**Consignes de l'exercice**
1 – Selon le passage sur la maîtrise d'ouvrage, dans quelles entreprises les dirigeants connaissent-ils parfaitement leur SI ?
2 – Reprenez le passage sur la maîtrise d'ouvrage à la suite de sa dernière phrase.

Par un abus de langage que nous
adopterons ici nous-mêmes, on appelle souvent « maître d’ouvrage » tout court la personne que l’on devrait
appeler « maître d’ouvrage délégué ». Cette personne, placée
près d’un dirigeant
(président, directeur général, directeur au sein d’une entreprise),
l’assiste dans la formulation des priorités en matière de SI et dans la définition
d’un SI répondant à la stratégie (pour plus de détails sur ce partage des rôles, voir
Fonctions dans la maîtrise d’ouvrage).
L’addition d’obligations
souvent contradictoires – intellectuelles, organisationnelles ou humaines –
auxquelles ce maître d’ouvrage est soumis constitue une servitude. Celui qui
l’assume lucidement accède à la modeste grandeur qu’a évoquée Alfred de
Vigny (1797-1863) dans Servitude et grandeur militaires (1835).
- * *
- Toute entreprise est organisée
autour de quelques spécialités qu’elle maîtrise : on les appelle les
« métiers ». Il est rare que le SI figure parmi ces spécialités.
C’est le cas chez American Airlines ou chez FedEx, dont les
dirigeants connaissent parfaitement leur SI.

(Extraits d'un jeu de données sur le pointage d'objets)
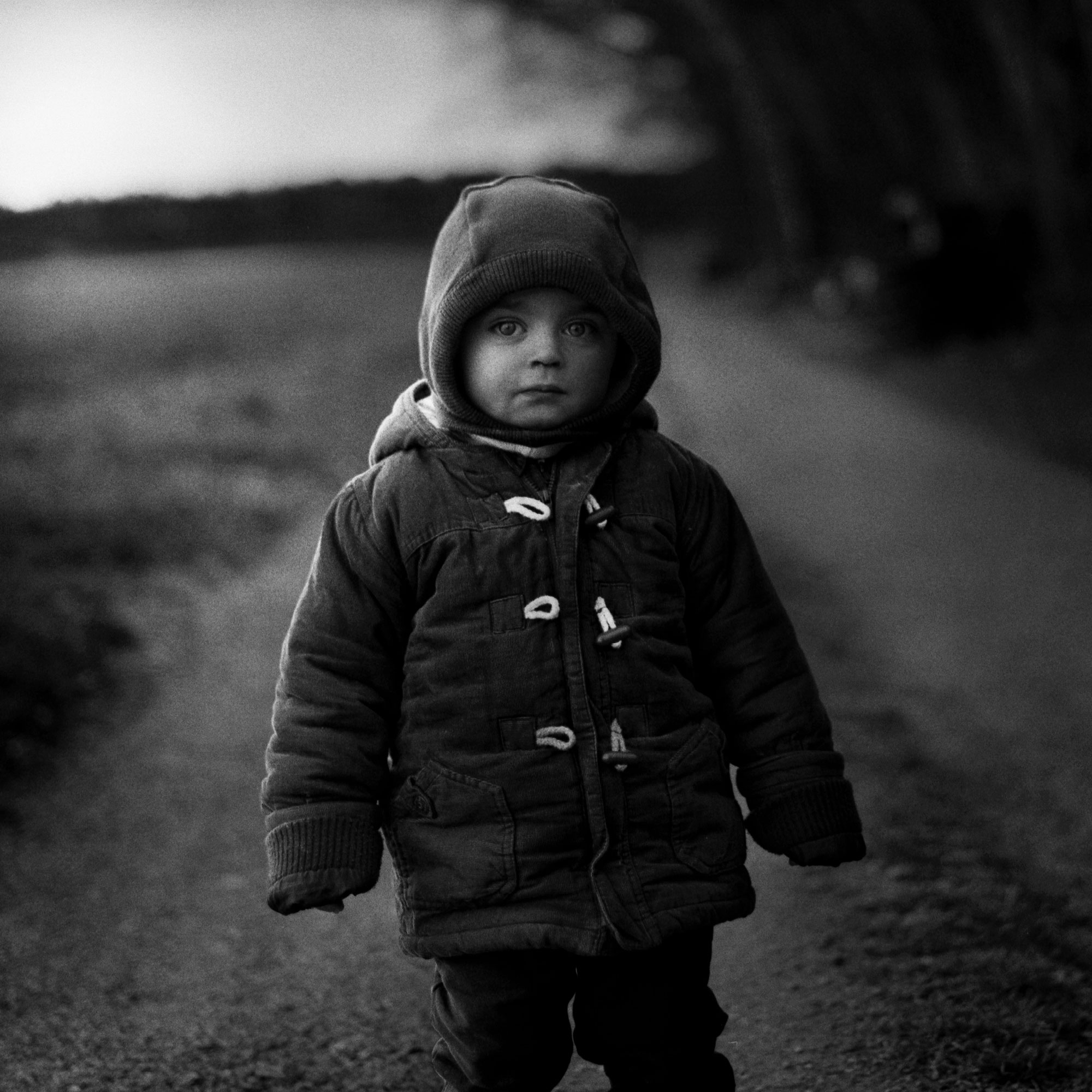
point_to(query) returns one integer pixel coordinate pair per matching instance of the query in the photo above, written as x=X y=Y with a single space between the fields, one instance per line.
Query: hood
x=520 y=233
x=407 y=426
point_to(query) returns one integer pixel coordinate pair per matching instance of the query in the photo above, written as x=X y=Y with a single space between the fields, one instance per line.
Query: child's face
x=538 y=359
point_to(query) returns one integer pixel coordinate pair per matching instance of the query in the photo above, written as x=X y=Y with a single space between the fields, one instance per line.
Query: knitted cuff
x=319 y=859
x=812 y=811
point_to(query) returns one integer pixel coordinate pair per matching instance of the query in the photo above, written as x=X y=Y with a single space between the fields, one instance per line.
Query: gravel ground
x=939 y=586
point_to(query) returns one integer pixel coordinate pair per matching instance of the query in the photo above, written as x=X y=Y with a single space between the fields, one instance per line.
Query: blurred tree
x=824 y=113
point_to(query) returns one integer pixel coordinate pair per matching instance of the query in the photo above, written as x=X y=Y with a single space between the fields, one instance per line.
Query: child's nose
x=545 y=349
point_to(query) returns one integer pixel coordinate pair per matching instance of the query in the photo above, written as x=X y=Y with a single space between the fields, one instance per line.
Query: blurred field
x=167 y=411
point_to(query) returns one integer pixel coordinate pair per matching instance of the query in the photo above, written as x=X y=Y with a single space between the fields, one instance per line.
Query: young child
x=535 y=638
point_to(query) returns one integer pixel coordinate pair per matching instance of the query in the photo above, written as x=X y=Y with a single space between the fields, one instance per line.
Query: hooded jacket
x=535 y=675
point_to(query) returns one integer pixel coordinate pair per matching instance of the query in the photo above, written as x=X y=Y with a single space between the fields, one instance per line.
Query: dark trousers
x=648 y=1018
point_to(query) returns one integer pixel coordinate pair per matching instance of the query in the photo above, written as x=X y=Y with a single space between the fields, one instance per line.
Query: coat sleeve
x=750 y=662
x=337 y=703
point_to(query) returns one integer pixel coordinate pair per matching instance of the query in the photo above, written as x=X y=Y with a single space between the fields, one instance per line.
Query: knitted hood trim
x=408 y=426
x=520 y=233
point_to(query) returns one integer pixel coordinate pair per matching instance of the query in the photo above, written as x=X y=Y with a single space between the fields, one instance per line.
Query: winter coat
x=454 y=620
x=533 y=676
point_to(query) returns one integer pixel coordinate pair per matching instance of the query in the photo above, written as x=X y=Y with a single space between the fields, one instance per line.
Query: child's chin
x=540 y=420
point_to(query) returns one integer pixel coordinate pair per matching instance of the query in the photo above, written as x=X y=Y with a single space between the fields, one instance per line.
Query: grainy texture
x=137 y=951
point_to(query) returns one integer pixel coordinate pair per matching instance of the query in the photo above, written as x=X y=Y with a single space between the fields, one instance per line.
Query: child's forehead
x=531 y=298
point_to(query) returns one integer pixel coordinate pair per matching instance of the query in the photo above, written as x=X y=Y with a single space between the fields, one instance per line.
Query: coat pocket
x=707 y=824
x=453 y=840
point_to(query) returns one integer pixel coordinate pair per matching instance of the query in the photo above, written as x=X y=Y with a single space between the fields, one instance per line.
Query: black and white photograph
x=545 y=544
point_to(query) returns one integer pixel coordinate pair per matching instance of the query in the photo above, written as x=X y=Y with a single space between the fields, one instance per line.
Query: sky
x=101 y=99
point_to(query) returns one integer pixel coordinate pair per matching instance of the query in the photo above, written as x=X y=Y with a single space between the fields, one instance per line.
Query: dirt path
x=137 y=947
x=966 y=563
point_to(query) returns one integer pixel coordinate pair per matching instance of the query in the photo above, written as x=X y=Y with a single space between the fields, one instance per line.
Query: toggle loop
x=612 y=633
x=544 y=609
x=532 y=508
x=556 y=735
x=619 y=759
x=620 y=756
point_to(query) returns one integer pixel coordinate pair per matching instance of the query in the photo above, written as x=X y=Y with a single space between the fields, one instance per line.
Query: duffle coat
x=535 y=679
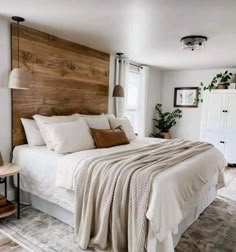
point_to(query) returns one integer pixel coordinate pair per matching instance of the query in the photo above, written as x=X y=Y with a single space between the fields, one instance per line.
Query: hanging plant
x=220 y=81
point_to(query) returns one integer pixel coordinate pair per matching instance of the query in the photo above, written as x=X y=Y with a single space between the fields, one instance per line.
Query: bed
x=48 y=186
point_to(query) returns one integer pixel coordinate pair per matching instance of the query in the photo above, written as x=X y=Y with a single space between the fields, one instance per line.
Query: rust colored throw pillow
x=108 y=138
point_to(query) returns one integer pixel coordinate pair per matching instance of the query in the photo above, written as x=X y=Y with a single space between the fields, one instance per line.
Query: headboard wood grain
x=67 y=78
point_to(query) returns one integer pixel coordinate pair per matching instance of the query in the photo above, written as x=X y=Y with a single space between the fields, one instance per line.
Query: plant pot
x=221 y=86
x=166 y=135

**Réponses aux consignes**
1 – American Airlines et FedEx.

2 –
Le plus souvent les
compétences des métiers s’appuient sur un SI mal maîtrisé. Lorsque le spécialiste
du SI arrive dans un métier il sera d’abord impressionné par la technicité
de celui-ci : dans le cockpit d’un avion de ligne, dans un hôpital, dans une
salle de marché, dans une usine, la virtuosité des personnes qui utilisent des
équipements complexes saute aux yeux. Mais l’examen attentif fait bientôt apparaître
des carences. Le SI de l’avion de ligne ou d'un bateau de guerre est « ringard »,
car la conception de ces machines demande quelques années, après quoi elles ont
une durée de vie de quelques dizaines d'années . Le SI de
l’hôpital, pourtant vital au sens le plus précis du terme, est d’un désordre inouï.
La salle de marché, où les écrans abondent, n’est tout comme l'usine pas
vraiment bien équipée.
Tout métier, vu de près, est
par ailleurs la superposition géologique d’habitudes, vocabulaires, méthodes,
logiques, outils définis à des époques diverses et qui délimitent des micro-métiers.
Le SI reflète et pérennise le désordre sémantique et le fouillis de procédures
que chérit leur sociologie.
Il en résulte des redondances,
délais, surcoûts, erreurs dont les dirigeants s’accommodent avec
une bonhomie qui étonne. Il faudrait, semble-t-il, que l’entreprise fût menacée
dans son existence même pour qu'elle consentît à être tout simplement rigoureuse, logique, claire, méthodique. C’est
cette lutte pour la
survie qui explique que les SI du secteur « banques et assurances »
aient cinq à dix ans d’avance sur les autres.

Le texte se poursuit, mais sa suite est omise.